┌────────

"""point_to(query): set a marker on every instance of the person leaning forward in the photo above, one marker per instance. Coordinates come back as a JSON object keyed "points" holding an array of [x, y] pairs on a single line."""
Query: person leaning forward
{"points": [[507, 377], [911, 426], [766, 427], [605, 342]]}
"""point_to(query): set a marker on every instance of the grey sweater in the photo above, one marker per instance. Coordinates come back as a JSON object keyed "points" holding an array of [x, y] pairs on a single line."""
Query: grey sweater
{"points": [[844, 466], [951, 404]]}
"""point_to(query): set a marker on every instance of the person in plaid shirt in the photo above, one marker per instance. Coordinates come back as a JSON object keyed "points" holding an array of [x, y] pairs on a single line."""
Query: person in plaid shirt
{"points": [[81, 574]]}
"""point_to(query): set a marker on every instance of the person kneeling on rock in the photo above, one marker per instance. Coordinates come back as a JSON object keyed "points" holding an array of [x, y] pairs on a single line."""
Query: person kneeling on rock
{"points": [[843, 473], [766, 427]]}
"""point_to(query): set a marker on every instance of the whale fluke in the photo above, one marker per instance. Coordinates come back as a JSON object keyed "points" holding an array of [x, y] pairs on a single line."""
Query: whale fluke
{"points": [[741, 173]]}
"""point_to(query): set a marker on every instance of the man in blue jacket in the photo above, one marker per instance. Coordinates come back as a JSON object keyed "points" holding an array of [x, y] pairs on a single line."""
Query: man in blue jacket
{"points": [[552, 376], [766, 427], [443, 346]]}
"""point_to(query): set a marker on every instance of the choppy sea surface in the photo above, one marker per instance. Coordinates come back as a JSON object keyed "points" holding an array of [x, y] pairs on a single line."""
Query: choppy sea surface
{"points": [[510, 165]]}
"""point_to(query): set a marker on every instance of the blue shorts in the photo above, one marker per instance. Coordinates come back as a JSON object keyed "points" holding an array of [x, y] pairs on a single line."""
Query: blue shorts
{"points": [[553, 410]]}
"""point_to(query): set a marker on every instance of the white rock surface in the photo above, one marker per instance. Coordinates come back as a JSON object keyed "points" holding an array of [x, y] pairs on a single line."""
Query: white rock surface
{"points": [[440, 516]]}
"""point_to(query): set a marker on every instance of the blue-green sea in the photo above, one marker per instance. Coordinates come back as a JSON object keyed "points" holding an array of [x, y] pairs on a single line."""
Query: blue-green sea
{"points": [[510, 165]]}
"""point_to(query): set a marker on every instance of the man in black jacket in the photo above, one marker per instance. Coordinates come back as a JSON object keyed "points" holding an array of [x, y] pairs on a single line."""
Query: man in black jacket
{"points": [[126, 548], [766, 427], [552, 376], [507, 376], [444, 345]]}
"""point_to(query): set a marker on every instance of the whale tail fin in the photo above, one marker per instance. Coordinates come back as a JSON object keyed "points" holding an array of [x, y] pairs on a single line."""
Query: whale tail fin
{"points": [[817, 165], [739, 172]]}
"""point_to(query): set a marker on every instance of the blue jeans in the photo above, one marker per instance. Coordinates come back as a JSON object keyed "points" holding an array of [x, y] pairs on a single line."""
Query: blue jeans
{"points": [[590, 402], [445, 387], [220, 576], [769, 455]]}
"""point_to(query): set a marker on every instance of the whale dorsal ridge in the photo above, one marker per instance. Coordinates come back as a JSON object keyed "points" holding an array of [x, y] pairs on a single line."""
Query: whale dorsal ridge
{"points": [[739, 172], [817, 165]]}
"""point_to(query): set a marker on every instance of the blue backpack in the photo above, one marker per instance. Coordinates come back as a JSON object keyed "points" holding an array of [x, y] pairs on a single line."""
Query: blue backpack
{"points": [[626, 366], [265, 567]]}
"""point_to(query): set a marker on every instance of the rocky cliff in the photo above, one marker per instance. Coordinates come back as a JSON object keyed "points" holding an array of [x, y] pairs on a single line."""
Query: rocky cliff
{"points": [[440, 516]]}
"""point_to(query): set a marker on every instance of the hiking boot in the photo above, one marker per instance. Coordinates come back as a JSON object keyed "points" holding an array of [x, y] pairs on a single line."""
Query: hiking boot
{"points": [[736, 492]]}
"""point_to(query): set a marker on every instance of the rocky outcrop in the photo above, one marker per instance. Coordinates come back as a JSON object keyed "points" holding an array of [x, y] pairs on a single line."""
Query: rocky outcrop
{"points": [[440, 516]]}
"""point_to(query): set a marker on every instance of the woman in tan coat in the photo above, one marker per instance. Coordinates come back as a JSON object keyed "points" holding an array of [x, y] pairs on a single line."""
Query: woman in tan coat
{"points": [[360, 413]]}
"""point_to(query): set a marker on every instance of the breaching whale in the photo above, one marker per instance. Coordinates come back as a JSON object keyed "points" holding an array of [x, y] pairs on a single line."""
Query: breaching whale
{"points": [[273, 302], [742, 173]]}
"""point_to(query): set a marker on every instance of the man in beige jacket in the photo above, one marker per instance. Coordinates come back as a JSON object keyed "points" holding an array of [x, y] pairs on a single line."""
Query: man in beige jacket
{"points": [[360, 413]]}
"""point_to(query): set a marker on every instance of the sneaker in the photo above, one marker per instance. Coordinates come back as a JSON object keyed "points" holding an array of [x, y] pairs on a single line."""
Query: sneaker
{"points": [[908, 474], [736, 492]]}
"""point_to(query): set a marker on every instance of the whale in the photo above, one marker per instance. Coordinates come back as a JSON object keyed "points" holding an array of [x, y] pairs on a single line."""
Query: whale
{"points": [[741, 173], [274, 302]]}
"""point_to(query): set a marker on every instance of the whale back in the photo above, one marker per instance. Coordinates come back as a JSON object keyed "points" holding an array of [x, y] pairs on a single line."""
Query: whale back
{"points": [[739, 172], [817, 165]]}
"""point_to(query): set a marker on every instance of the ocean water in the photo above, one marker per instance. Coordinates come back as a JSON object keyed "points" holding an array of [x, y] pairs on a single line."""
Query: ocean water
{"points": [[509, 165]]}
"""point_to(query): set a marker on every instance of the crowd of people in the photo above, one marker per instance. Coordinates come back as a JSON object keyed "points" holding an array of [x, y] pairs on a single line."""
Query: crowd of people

└────────

#### Brief:
Which of the lines above include the word "people"? List those lines.

#### Your response:
"""point_to(query): set a marker on every instance of the crowd of people in the photo above, one marker per instance. Coordinates come back as a JSON object keyed "points" holding an array of [x, y] pairs on a single line."""
Query: crowd of people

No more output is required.